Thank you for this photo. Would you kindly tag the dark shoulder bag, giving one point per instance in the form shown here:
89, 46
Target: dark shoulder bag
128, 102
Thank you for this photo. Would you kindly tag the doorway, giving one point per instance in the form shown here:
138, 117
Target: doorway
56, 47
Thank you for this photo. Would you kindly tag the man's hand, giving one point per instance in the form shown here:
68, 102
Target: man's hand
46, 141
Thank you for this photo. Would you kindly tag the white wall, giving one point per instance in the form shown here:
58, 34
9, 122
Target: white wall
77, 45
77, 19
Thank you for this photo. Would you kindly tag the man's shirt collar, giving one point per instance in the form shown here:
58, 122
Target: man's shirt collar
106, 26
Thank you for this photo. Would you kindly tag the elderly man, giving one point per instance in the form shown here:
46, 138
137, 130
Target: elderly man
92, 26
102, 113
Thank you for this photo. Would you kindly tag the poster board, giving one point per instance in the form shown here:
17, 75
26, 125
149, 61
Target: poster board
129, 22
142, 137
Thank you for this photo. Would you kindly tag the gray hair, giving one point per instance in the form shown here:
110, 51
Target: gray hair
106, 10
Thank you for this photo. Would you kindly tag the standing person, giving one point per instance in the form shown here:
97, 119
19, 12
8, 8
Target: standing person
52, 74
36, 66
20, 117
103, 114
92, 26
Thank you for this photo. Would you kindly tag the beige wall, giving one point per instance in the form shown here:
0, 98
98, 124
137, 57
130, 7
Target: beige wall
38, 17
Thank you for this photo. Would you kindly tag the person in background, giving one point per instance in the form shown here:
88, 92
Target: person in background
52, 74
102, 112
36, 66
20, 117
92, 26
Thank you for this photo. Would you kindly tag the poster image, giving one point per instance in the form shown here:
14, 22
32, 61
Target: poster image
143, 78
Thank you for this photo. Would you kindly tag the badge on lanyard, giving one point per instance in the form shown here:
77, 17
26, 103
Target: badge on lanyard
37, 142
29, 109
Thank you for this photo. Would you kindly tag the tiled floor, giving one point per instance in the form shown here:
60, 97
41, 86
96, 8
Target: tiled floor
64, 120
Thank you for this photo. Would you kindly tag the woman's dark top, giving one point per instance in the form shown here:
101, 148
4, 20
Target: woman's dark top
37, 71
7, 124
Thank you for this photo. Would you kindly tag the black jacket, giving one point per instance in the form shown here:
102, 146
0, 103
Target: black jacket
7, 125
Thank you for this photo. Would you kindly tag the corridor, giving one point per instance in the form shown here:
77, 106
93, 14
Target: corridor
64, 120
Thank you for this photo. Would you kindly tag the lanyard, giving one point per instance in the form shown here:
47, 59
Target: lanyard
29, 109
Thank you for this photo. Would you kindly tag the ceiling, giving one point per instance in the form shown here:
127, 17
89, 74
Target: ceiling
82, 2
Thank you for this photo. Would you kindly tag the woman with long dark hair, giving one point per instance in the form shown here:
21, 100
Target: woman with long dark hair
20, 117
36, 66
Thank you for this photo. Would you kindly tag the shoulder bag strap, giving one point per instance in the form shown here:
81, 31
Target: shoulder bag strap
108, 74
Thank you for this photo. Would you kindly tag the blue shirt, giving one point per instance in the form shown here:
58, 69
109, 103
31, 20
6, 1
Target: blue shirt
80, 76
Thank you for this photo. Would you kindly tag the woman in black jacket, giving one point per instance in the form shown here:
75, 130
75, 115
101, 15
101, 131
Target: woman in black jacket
——————————
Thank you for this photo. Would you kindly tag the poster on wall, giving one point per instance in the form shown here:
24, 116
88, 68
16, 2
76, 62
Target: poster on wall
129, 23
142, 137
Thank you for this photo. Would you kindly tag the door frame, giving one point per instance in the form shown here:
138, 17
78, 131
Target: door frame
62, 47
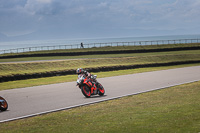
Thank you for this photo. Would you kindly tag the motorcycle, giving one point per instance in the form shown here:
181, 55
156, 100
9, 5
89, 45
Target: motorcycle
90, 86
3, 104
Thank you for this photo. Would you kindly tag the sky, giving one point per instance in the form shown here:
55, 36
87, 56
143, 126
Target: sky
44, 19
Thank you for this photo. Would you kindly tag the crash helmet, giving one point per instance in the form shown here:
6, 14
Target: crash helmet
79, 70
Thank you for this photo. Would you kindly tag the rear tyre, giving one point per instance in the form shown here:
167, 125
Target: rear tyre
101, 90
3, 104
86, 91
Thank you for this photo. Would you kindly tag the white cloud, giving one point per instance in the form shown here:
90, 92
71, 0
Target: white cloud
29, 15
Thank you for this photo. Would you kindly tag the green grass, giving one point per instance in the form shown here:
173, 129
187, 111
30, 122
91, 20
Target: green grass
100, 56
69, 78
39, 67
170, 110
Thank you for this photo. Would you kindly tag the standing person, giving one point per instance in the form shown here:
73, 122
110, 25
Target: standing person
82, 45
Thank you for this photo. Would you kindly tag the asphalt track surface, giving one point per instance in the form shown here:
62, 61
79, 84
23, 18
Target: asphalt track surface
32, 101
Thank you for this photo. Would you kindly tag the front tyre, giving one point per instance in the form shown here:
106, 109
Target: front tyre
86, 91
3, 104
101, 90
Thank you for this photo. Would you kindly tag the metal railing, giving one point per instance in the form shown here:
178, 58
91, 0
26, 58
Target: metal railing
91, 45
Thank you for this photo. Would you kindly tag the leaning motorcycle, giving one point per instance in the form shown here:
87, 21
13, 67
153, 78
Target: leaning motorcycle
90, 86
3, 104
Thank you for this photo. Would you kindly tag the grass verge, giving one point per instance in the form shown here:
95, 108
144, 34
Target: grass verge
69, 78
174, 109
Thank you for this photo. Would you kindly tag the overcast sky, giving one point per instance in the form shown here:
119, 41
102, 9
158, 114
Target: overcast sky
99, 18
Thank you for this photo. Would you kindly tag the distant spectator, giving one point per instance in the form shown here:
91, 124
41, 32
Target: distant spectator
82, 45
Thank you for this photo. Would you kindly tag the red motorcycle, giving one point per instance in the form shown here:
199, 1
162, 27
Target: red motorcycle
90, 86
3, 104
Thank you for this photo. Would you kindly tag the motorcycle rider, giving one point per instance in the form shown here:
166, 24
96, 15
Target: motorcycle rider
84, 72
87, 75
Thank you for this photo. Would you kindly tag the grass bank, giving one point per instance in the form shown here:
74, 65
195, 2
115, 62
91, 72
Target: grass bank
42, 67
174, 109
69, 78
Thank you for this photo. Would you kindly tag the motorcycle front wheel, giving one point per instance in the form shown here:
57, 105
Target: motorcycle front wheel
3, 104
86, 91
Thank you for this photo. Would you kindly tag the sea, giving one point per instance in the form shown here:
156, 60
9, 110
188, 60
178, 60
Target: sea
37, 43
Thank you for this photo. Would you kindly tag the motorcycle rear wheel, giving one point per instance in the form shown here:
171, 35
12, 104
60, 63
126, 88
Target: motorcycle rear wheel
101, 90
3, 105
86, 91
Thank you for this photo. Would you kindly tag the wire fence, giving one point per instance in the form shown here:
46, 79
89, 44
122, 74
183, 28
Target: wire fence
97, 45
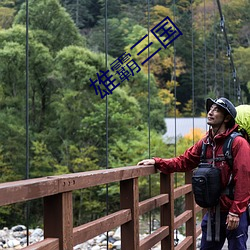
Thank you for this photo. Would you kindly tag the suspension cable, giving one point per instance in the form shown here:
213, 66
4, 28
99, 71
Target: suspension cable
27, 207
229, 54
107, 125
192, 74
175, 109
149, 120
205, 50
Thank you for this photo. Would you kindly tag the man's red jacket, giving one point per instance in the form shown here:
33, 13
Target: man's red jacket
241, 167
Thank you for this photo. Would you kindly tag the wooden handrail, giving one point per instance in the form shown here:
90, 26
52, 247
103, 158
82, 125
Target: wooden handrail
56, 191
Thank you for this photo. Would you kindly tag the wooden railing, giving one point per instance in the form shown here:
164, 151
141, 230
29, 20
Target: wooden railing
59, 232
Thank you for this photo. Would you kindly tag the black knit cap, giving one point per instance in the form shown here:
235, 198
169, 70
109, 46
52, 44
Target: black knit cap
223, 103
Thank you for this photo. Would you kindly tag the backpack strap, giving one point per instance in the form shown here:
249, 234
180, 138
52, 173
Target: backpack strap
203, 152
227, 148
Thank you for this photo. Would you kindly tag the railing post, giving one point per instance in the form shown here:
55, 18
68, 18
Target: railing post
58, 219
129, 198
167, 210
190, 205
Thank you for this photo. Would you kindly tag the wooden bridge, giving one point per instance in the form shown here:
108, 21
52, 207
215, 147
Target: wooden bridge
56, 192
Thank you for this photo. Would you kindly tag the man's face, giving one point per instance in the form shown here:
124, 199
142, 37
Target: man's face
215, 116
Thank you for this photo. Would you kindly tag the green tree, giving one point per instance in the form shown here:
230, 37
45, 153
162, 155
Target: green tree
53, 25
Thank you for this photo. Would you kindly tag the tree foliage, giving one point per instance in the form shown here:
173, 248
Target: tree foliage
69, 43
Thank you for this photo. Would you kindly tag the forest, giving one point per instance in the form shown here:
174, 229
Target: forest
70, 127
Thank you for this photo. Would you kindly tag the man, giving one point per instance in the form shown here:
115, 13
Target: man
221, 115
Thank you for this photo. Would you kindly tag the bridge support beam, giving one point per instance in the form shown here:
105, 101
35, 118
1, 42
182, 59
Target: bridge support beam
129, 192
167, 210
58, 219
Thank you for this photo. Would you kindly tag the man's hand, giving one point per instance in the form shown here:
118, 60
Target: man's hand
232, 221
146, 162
——————————
[WORK ITEM]:
Could you restate word for word the lines above, from the one that contains "Target: ceiling" through the one that contains "Target: woman in black jacket", and no others?

[RESULT FOR THIS EXERCISE]:
Target: ceiling
82, 2
Thank you for this photo. Would you kindly tag the woman with long dark hair, giving one point per instance in the form shown here:
21, 100
Target: woman with long dark hair
20, 117
36, 66
Thank you for this photo. Would you kindly tag the shoulder bag strap, giving one point per instance in the form shown here:
81, 31
Target: shoulder bag strap
108, 74
Thank you for this photo. Would you kindly tag the blue shirt, giving one point per instance in the form shown here:
58, 69
109, 103
31, 20
6, 1
Target: blue shirt
80, 76
Thank you for this photo. Would you kindly tag the woman in black jacket, giving one point per instance in the form shown here:
75, 130
75, 115
101, 15
101, 131
Target: woman in black jacket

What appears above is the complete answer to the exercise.